Start of Data for processing

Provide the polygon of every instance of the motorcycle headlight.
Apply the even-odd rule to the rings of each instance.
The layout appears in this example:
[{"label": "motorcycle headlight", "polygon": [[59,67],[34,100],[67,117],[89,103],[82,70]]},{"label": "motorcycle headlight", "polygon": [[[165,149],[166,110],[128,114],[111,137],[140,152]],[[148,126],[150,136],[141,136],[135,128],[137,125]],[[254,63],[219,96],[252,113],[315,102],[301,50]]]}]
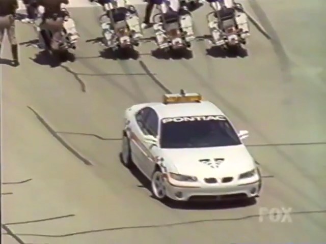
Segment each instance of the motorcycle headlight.
[{"label": "motorcycle headlight", "polygon": [[242,173],[239,175],[239,179],[245,179],[247,178],[251,178],[257,174],[257,169],[254,169],[250,171]]},{"label": "motorcycle headlight", "polygon": [[196,182],[198,180],[197,177],[195,176],[184,175],[175,173],[170,173],[169,174],[172,178],[179,181]]}]

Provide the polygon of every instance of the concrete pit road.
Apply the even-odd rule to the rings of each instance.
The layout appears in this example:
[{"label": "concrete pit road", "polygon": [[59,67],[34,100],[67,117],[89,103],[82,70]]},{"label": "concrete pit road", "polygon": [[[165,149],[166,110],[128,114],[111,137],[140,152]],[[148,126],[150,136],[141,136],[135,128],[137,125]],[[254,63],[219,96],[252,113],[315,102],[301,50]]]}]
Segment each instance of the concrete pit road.
[{"label": "concrete pit road", "polygon": [[[18,22],[21,65],[1,66],[3,243],[326,242],[324,5],[286,2],[241,2],[266,33],[251,24],[244,57],[212,56],[202,41],[188,59],[153,56],[153,42],[138,60],[102,57],[90,41],[101,36],[100,8],[71,8],[77,59],[58,66]],[[198,36],[208,34],[207,10],[193,12]],[[167,206],[120,163],[125,109],[160,101],[166,88],[201,93],[250,131],[263,176],[256,204]],[[273,208],[286,217],[274,219]]]}]

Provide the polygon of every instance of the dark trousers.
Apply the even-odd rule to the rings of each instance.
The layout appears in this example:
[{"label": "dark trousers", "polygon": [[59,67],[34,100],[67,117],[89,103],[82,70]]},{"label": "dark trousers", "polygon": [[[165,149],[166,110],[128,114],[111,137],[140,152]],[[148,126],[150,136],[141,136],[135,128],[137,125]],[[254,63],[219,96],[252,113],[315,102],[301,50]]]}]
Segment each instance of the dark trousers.
[{"label": "dark trousers", "polygon": [[145,24],[149,24],[150,22],[151,15],[154,5],[155,4],[152,3],[151,1],[149,1],[147,3],[145,12],[145,17],[144,18],[144,23]]}]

End of Data for processing

**Work instructions**. Format the data above as a JSON list of strings, with one string per line and blank lines omitted. Leave the pictures out of the answer.

**Reply**.
[
  "Provide the polygon of every instance of the motorcycle headlight.",
  "Apply the even-odd rule to the rings of each instance.",
  "The layout appears in this example:",
  "[{\"label\": \"motorcycle headlight\", \"polygon\": [[59,67],[34,100],[67,117],[89,103],[82,70]]},{\"label\": \"motorcycle headlight\", \"polygon\": [[[165,149],[166,110],[128,114],[111,137],[140,152]],[[148,126],[150,136],[141,136],[135,128],[137,125]],[[254,63],[219,96],[252,113],[315,102],[301,50]]]}]",
  "Segment each instance of the motorcycle headlight.",
  "[{\"label\": \"motorcycle headlight\", \"polygon\": [[242,173],[239,175],[239,179],[245,179],[247,178],[251,178],[257,174],[257,169],[254,169],[250,171]]},{\"label\": \"motorcycle headlight\", \"polygon\": [[196,182],[198,180],[197,177],[195,176],[184,175],[175,173],[170,173],[169,174],[172,178],[179,181]]}]",
  "Provide the polygon of every instance of the concrete pit road.",
  "Apply the even-odd rule to the rings of each instance.",
  "The layout appears in this example:",
  "[{\"label\": \"concrete pit road\", \"polygon\": [[59,67],[34,100],[67,117],[89,103],[82,70]]},{\"label\": \"concrete pit road\", \"polygon\": [[[165,149],[166,110],[128,114],[111,137],[140,152]],[[148,126],[150,136],[141,136],[135,128],[137,125]],[[254,63],[219,96],[252,113],[315,102],[301,50]]]}]",
  "Segment each instance of the concrete pit road.",
  "[{\"label\": \"concrete pit road\", \"polygon\": [[[18,22],[21,65],[1,66],[3,243],[326,242],[324,5],[286,2],[241,2],[266,33],[251,24],[244,57],[212,56],[202,41],[188,59],[153,56],[153,42],[138,60],[102,57],[90,41],[101,36],[100,8],[71,8],[77,59],[58,66]],[[198,36],[208,34],[207,10],[193,12]],[[167,206],[120,163],[125,109],[160,101],[166,88],[201,93],[250,131],[263,176],[256,204]],[[273,208],[286,217],[274,219]]]}]",
  "Provide the polygon of every instance of the dark trousers.",
  "Apply the even-odd rule to the rings of each instance.",
  "The layout appears in this example:",
  "[{\"label\": \"dark trousers\", \"polygon\": [[59,67],[34,100],[67,117],[89,103],[82,70]]},{\"label\": \"dark trousers\", \"polygon\": [[[165,149],[166,110],[128,114],[111,137],[140,152]],[[148,126],[150,136],[141,136],[135,128],[137,125]],[[254,63],[219,96],[252,113],[315,102],[301,50]]]}]",
  "Segment each instance of the dark trousers.",
  "[{\"label\": \"dark trousers\", \"polygon\": [[145,24],[149,24],[150,22],[151,15],[154,5],[155,4],[152,3],[151,1],[149,1],[147,3],[145,12],[145,17],[144,18],[144,23]]}]"
]